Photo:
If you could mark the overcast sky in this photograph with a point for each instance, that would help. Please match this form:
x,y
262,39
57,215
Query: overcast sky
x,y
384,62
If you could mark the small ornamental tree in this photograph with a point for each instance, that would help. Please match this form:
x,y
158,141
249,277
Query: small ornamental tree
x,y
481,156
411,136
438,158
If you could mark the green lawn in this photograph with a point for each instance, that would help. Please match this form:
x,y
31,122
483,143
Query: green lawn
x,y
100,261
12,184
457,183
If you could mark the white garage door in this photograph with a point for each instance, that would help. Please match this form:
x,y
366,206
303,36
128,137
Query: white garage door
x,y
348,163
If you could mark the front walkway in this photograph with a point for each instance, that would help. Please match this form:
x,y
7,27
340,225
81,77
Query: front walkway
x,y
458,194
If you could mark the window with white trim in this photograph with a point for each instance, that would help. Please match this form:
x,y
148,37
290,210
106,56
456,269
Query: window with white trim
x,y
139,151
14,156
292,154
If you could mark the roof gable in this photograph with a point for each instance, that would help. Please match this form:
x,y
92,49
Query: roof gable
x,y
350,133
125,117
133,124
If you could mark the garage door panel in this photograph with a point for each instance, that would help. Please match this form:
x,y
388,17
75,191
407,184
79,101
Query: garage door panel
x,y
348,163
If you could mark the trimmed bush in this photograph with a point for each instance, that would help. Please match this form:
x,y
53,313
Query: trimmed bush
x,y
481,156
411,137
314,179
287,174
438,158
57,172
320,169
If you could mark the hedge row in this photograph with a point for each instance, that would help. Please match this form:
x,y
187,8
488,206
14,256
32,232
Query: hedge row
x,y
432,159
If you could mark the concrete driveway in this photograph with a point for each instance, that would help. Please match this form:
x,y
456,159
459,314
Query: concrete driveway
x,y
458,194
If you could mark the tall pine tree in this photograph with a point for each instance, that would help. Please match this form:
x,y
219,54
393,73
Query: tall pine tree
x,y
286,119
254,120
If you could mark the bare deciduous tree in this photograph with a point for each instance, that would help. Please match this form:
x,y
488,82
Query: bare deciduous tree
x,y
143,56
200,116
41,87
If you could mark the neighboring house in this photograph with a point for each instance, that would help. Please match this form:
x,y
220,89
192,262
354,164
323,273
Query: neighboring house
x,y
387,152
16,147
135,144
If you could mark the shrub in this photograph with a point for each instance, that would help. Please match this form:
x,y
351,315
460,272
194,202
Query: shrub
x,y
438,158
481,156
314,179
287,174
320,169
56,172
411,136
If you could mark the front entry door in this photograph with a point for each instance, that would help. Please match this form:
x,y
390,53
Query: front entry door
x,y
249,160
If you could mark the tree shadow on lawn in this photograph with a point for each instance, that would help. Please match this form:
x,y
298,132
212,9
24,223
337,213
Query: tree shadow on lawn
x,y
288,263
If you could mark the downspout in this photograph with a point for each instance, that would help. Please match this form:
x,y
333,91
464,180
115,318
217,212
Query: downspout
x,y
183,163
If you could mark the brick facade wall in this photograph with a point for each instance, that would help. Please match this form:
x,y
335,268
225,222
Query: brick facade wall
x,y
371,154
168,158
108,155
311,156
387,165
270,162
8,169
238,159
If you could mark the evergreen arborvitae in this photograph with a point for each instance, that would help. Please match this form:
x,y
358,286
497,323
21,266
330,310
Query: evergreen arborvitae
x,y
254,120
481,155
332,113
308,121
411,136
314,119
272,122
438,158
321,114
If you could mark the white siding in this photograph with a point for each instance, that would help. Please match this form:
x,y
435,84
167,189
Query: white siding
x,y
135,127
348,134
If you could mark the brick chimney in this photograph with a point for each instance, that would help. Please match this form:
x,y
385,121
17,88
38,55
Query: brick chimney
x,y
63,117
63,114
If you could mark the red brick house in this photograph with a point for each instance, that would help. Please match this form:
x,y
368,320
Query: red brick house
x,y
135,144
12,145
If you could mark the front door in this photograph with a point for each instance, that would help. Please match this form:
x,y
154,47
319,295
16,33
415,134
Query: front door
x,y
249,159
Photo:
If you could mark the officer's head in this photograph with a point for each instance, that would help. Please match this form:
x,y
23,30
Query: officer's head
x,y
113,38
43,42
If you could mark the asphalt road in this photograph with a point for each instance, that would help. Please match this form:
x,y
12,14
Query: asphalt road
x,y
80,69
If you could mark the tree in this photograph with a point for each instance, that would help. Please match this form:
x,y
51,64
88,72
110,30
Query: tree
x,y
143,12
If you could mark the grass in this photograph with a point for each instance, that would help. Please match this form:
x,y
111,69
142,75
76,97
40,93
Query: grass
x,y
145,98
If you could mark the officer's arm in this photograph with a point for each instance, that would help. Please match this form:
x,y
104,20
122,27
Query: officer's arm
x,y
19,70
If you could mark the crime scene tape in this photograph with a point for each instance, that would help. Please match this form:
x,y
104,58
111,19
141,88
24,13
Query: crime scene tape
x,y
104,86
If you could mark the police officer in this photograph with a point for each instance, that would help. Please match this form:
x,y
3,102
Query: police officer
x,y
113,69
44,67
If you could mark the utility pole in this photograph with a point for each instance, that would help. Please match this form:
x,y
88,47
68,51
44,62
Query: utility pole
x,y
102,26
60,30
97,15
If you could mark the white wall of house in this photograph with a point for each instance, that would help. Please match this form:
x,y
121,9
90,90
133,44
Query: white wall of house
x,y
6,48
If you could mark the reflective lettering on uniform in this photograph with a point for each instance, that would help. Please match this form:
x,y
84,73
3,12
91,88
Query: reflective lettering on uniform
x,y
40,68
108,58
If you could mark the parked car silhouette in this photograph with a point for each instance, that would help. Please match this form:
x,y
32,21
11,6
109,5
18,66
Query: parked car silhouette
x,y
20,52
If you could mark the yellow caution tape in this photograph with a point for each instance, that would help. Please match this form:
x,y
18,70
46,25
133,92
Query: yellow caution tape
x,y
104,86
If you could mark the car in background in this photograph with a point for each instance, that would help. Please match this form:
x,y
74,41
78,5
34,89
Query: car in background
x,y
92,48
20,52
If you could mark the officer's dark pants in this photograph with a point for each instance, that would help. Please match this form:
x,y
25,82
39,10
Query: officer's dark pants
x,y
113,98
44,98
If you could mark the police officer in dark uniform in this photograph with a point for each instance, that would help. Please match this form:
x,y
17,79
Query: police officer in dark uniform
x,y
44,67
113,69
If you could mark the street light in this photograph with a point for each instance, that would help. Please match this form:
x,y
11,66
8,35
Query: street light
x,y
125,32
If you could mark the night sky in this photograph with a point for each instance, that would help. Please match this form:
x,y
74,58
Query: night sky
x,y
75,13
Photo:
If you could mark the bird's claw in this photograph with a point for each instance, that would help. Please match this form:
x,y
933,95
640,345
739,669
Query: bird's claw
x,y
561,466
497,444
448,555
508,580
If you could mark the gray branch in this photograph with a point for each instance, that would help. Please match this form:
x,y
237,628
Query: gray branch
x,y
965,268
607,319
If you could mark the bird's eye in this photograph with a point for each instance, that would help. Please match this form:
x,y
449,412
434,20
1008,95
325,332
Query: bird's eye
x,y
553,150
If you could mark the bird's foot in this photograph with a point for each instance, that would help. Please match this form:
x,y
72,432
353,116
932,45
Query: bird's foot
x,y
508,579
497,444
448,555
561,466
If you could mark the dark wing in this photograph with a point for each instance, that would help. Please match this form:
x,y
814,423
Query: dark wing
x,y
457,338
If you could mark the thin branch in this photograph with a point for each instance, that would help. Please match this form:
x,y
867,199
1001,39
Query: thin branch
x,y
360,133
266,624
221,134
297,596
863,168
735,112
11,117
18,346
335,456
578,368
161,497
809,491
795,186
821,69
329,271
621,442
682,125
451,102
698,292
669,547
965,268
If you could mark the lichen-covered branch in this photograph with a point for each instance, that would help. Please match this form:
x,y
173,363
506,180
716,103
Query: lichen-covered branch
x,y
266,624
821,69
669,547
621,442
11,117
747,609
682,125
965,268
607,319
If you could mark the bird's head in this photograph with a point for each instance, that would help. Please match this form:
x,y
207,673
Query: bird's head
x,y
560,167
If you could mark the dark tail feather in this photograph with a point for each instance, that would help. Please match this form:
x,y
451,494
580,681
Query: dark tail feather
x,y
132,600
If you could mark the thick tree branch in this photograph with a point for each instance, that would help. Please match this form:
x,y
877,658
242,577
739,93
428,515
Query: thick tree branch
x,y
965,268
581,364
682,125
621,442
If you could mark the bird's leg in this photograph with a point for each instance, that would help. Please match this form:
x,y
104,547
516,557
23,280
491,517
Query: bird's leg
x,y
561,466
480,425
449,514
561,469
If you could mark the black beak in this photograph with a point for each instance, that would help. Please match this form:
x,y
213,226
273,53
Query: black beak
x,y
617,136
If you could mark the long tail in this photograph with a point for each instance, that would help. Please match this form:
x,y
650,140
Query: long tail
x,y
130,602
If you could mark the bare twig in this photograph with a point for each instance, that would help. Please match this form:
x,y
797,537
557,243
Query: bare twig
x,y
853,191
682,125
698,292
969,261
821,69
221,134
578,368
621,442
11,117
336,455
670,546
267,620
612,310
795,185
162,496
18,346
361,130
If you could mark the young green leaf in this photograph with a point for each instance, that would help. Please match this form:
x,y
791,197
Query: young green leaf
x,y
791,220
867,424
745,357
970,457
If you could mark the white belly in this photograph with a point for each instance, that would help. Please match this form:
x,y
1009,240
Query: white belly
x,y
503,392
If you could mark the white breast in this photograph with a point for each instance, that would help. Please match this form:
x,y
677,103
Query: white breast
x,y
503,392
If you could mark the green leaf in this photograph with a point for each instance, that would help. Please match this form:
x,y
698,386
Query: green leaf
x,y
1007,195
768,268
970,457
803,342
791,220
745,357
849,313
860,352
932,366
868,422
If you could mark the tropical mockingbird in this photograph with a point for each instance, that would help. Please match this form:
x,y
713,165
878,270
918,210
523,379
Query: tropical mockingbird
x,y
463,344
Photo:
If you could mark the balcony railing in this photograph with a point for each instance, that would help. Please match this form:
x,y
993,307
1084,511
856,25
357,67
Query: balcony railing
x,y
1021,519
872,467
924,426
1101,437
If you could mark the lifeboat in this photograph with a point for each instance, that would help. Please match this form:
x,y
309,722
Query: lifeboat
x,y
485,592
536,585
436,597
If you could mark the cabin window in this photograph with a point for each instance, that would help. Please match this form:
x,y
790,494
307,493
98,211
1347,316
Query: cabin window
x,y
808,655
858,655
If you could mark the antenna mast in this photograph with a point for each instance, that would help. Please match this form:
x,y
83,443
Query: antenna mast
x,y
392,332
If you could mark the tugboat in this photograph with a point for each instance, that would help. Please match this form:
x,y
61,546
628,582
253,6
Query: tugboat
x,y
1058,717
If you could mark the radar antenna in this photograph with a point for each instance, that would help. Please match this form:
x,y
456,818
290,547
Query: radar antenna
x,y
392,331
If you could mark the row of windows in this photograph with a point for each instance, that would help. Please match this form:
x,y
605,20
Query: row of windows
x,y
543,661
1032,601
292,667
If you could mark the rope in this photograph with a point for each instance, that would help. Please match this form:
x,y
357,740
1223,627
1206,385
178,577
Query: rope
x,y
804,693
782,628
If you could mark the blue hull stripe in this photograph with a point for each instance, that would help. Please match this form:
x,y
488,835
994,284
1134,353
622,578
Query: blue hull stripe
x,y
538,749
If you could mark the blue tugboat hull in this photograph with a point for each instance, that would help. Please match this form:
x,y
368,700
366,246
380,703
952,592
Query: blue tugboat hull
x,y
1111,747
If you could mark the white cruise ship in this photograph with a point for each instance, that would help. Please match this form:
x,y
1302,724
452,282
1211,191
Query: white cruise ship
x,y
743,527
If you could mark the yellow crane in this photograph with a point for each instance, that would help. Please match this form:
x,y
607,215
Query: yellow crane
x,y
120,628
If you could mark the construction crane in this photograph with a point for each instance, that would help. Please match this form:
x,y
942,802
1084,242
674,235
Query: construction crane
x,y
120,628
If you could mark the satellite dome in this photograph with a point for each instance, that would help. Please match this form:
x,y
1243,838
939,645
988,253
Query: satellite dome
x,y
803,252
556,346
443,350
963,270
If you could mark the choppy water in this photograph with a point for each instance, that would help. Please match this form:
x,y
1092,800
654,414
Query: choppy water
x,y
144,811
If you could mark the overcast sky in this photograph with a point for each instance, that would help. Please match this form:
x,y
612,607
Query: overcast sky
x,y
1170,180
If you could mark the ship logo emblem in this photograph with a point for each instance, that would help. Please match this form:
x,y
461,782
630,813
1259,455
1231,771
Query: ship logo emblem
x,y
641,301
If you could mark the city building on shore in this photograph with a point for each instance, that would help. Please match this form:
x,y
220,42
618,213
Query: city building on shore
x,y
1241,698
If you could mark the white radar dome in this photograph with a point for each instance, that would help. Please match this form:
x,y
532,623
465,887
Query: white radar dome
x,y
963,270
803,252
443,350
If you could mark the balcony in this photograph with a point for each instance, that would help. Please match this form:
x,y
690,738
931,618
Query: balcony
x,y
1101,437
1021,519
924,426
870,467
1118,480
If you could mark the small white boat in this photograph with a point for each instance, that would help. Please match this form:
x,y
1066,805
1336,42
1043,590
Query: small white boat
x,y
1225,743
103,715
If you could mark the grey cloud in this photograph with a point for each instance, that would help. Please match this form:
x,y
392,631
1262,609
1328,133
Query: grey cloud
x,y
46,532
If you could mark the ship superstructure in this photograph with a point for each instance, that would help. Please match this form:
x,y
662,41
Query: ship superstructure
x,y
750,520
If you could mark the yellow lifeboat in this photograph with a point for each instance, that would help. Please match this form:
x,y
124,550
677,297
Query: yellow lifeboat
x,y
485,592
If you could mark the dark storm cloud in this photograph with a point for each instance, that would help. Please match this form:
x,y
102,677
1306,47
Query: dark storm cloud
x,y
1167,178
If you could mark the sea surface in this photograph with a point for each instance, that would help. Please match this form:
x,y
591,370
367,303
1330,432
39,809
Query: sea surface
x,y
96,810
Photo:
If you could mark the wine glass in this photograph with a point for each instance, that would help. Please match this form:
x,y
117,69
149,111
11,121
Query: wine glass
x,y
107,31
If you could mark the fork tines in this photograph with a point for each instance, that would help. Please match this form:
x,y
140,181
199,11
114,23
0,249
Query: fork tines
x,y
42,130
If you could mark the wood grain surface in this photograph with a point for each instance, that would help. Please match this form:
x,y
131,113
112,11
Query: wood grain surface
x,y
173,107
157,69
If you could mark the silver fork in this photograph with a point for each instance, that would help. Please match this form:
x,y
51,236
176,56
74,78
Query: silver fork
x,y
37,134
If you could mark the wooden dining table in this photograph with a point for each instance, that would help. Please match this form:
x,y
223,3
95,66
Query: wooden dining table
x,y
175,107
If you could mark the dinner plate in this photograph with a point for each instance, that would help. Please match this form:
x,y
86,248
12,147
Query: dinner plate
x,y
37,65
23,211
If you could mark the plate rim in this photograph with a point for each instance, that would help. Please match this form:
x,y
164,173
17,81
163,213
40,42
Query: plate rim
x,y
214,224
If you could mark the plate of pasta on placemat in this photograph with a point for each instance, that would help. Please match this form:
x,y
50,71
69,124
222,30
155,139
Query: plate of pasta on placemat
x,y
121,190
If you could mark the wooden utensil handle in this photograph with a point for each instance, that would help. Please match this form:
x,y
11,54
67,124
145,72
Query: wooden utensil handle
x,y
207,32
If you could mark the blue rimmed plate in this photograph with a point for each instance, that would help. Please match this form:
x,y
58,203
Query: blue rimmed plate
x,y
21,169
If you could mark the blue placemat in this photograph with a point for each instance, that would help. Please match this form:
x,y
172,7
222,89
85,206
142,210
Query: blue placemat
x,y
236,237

----

TASK DIRECTIONS:
Repeat exactly the lines above from the line that contains "If you could mark the wooden utensil" through the end. Include both of these ends; leave out everything else.

SOLUTION TO THIS TASK:
If you could mark the wooden utensil handle in this photograph with a point for each instance, that would help. Please match this form:
x,y
11,54
67,124
145,72
Query: wooden utensil handle
x,y
207,32
If you could mark the blue rimmed plate in this photograph with a point for each instance, that would help. Please match this form:
x,y
58,203
Query: blue rimmed plate
x,y
21,169
If you could mark the blue placemat in this photograph with a point for each instance, that would help. Please match this form:
x,y
172,7
222,89
85,206
142,210
Query: blue placemat
x,y
236,237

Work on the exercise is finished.